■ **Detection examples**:
##############################

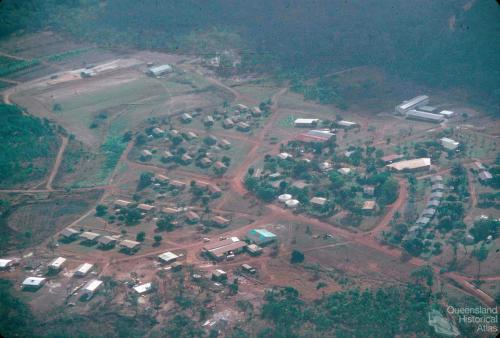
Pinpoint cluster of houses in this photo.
[202,229,277,261]
[59,228,141,254]
[140,126,231,173]
[395,95,454,123]
[114,174,227,228]
[180,103,263,132]
[146,64,174,77]
[473,161,493,184]
[408,175,445,237]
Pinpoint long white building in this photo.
[396,95,429,114]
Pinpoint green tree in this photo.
[290,250,304,264]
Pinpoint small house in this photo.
[0,258,19,271]
[59,228,80,242]
[212,269,227,283]
[251,106,262,117]
[120,239,141,253]
[81,279,103,300]
[181,154,193,165]
[337,120,358,128]
[440,137,460,150]
[247,229,278,246]
[222,118,234,129]
[73,263,94,277]
[214,161,227,171]
[236,122,250,132]
[431,183,444,191]
[361,201,377,213]
[219,138,231,150]
[276,152,293,160]
[246,244,262,256]
[181,113,193,123]
[293,118,319,128]
[477,170,493,182]
[210,216,231,228]
[97,236,118,249]
[200,157,212,168]
[141,149,153,161]
[22,277,47,290]
[203,115,214,127]
[186,210,200,223]
[115,200,132,208]
[241,264,256,273]
[309,197,328,207]
[137,203,155,212]
[80,231,101,245]
[134,283,153,295]
[363,185,375,196]
[170,180,187,190]
[48,257,66,272]
[337,167,351,175]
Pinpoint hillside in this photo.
[0,0,500,106]
[0,104,58,187]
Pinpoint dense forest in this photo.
[0,104,58,186]
[0,0,500,111]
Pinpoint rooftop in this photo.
[387,157,431,171]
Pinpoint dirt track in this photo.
[0,53,500,305]
[45,136,68,191]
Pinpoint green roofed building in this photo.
[247,229,277,245]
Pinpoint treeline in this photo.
[0,104,58,186]
[0,0,500,111]
[258,283,433,337]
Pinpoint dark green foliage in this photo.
[0,0,500,111]
[290,250,304,264]
[137,172,154,191]
[0,56,40,76]
[375,178,399,206]
[470,218,500,242]
[0,279,36,337]
[260,284,432,337]
[0,104,58,185]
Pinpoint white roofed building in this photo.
[147,64,174,77]
[73,263,94,277]
[440,137,460,150]
[293,118,319,127]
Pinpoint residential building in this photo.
[293,118,319,128]
[202,237,247,260]
[396,95,429,114]
[406,110,445,123]
[309,197,328,207]
[49,257,66,272]
[297,130,335,143]
[440,137,460,150]
[186,210,200,223]
[134,282,153,295]
[73,263,94,277]
[247,229,278,246]
[380,154,404,164]
[120,239,141,253]
[246,244,262,256]
[81,279,102,300]
[22,277,47,290]
[387,157,431,171]
[97,236,118,249]
[146,64,174,77]
[212,269,227,283]
[158,251,179,264]
[336,120,358,128]
[59,228,80,241]
[80,231,101,244]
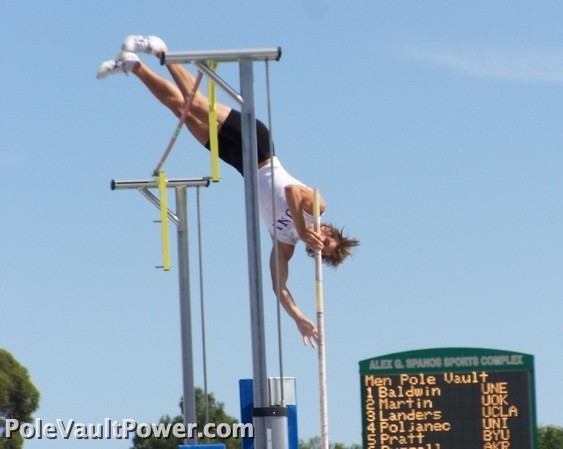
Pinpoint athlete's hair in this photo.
[306,223,360,268]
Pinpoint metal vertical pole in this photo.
[239,60,268,449]
[239,59,288,449]
[176,187,197,444]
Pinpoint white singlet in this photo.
[258,157,314,245]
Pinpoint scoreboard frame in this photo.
[359,348,537,449]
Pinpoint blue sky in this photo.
[0,0,563,449]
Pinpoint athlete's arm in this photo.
[270,238,317,348]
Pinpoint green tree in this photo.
[0,349,39,449]
[538,426,563,449]
[131,388,242,449]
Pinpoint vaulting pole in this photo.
[313,189,328,449]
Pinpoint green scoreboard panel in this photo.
[360,348,536,449]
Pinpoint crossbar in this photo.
[160,47,281,65]
[111,177,211,190]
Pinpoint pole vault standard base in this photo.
[160,47,288,449]
[111,178,210,444]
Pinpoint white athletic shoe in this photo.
[121,35,167,56]
[97,51,139,80]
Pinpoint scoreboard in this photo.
[360,348,536,449]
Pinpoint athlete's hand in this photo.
[296,318,319,348]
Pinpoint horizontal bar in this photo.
[111,177,211,190]
[139,187,178,225]
[160,47,281,65]
[194,62,244,106]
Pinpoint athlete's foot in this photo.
[121,35,167,56]
[97,51,139,80]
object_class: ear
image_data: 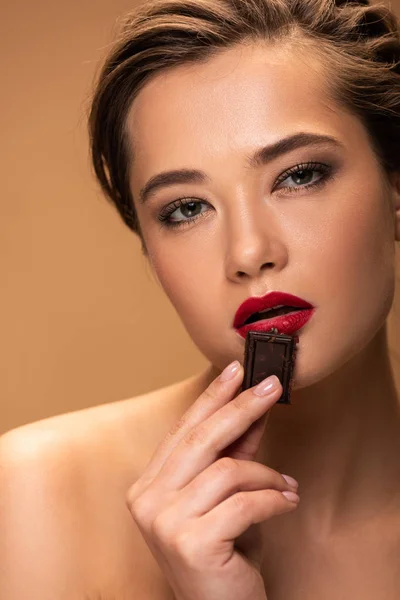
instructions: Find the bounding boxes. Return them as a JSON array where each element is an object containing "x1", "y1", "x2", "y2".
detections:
[{"x1": 389, "y1": 171, "x2": 400, "y2": 242}]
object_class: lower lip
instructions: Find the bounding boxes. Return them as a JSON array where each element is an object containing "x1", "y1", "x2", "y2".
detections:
[{"x1": 236, "y1": 308, "x2": 315, "y2": 338}]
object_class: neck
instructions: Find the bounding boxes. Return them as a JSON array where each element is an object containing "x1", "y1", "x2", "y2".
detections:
[{"x1": 200, "y1": 325, "x2": 400, "y2": 536}]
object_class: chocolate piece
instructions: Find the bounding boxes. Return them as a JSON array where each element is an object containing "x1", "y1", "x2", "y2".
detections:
[{"x1": 241, "y1": 330, "x2": 299, "y2": 404}]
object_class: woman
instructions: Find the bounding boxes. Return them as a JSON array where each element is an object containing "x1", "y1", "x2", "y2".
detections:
[{"x1": 0, "y1": 0, "x2": 400, "y2": 600}]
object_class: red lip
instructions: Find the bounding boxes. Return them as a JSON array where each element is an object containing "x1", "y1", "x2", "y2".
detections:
[{"x1": 233, "y1": 292, "x2": 315, "y2": 337}]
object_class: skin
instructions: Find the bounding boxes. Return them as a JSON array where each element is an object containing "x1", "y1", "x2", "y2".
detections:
[
  {"x1": 127, "y1": 44, "x2": 400, "y2": 597},
  {"x1": 0, "y1": 38, "x2": 400, "y2": 600}
]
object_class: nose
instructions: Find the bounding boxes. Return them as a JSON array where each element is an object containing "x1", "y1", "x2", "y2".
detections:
[{"x1": 225, "y1": 206, "x2": 288, "y2": 282}]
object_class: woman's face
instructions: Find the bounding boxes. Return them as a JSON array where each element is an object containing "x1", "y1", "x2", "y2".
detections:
[{"x1": 127, "y1": 44, "x2": 395, "y2": 388}]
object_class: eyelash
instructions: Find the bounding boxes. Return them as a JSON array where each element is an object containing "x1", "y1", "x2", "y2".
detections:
[{"x1": 158, "y1": 162, "x2": 333, "y2": 228}]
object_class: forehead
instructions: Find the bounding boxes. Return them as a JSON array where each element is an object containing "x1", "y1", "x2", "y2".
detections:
[{"x1": 127, "y1": 43, "x2": 359, "y2": 179}]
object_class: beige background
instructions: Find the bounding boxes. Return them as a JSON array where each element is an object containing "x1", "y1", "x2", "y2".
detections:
[{"x1": 0, "y1": 0, "x2": 400, "y2": 433}]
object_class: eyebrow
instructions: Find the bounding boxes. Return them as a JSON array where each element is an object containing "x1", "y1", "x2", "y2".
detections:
[{"x1": 139, "y1": 132, "x2": 344, "y2": 204}]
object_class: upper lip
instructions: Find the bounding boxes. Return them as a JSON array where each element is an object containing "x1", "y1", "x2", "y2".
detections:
[{"x1": 233, "y1": 292, "x2": 314, "y2": 329}]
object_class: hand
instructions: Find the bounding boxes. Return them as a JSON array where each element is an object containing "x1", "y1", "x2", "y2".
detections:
[{"x1": 127, "y1": 363, "x2": 298, "y2": 600}]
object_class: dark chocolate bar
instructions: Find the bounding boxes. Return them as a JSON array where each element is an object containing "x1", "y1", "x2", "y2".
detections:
[{"x1": 241, "y1": 331, "x2": 299, "y2": 404}]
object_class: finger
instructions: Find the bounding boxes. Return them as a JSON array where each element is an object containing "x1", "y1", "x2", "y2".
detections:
[
  {"x1": 134, "y1": 361, "x2": 244, "y2": 480},
  {"x1": 152, "y1": 376, "x2": 282, "y2": 490},
  {"x1": 221, "y1": 411, "x2": 271, "y2": 460},
  {"x1": 162, "y1": 458, "x2": 296, "y2": 522},
  {"x1": 202, "y1": 490, "x2": 298, "y2": 542}
]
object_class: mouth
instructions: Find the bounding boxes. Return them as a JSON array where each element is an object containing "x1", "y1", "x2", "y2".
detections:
[{"x1": 233, "y1": 292, "x2": 315, "y2": 338}]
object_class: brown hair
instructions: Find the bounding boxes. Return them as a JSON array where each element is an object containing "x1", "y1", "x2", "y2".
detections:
[{"x1": 89, "y1": 0, "x2": 400, "y2": 253}]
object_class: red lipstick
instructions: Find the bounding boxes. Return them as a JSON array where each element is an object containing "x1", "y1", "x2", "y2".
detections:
[{"x1": 233, "y1": 292, "x2": 315, "y2": 338}]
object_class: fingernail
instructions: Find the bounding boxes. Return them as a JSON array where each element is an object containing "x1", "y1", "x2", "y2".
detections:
[
  {"x1": 253, "y1": 375, "x2": 279, "y2": 396},
  {"x1": 281, "y1": 473, "x2": 299, "y2": 489},
  {"x1": 282, "y1": 492, "x2": 300, "y2": 504},
  {"x1": 219, "y1": 360, "x2": 240, "y2": 381}
]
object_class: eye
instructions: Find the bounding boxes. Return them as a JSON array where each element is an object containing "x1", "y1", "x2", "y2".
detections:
[
  {"x1": 158, "y1": 198, "x2": 210, "y2": 227},
  {"x1": 274, "y1": 163, "x2": 332, "y2": 193},
  {"x1": 157, "y1": 162, "x2": 333, "y2": 228}
]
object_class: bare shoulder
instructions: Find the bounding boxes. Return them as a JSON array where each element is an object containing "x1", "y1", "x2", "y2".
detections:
[{"x1": 0, "y1": 376, "x2": 209, "y2": 600}]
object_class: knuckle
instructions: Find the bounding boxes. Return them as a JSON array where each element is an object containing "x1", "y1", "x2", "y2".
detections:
[
  {"x1": 268, "y1": 490, "x2": 287, "y2": 512},
  {"x1": 214, "y1": 456, "x2": 240, "y2": 475},
  {"x1": 150, "y1": 514, "x2": 173, "y2": 546},
  {"x1": 231, "y1": 492, "x2": 249, "y2": 513},
  {"x1": 167, "y1": 415, "x2": 188, "y2": 439},
  {"x1": 183, "y1": 427, "x2": 206, "y2": 446},
  {"x1": 173, "y1": 530, "x2": 199, "y2": 568},
  {"x1": 126, "y1": 492, "x2": 151, "y2": 526},
  {"x1": 202, "y1": 381, "x2": 218, "y2": 402}
]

##############################

■ **OBJECTIVE**:
Rewrite the data from the line with "Pinpoint athlete's hair in this photo." up to and including the line with "[194,62,244,106]", putting "score display" wherever "scoreboard" occurs and leaving everything else unchanged.

■ **TASK OUTPUT**:
Pinpoint athlete's hair in this photo.
[306,223,360,268]
Pinpoint metal vertical pole in this photo.
[239,60,268,449]
[239,59,288,449]
[176,187,197,444]
Pinpoint white singlet in this photo.
[258,157,314,245]
Pinpoint score display frame in this photo.
[359,348,537,449]
Pinpoint blue sky in this photo.
[0,0,563,449]
Pinpoint athlete's arm in this photo.
[270,238,317,348]
Pinpoint green tree in this photo.
[0,349,39,449]
[538,426,563,449]
[131,388,242,449]
Pinpoint vaulting pole in this photo.
[313,189,328,449]
Pinpoint green score display panel in this photo.
[360,348,536,449]
Pinpoint crossbar in this photo.
[160,47,281,65]
[111,177,211,190]
Pinpoint pole vault standard base in this photo.
[160,47,288,449]
[111,178,210,444]
Pinpoint white athletic shoe in this photo.
[121,35,167,56]
[97,51,139,80]
Pinpoint score display in this photo.
[360,348,536,449]
Pinpoint athlete's hand in this photo.
[296,318,319,348]
Pinpoint horizontal bar in this photo.
[111,177,211,190]
[139,187,178,225]
[160,47,281,65]
[194,62,244,106]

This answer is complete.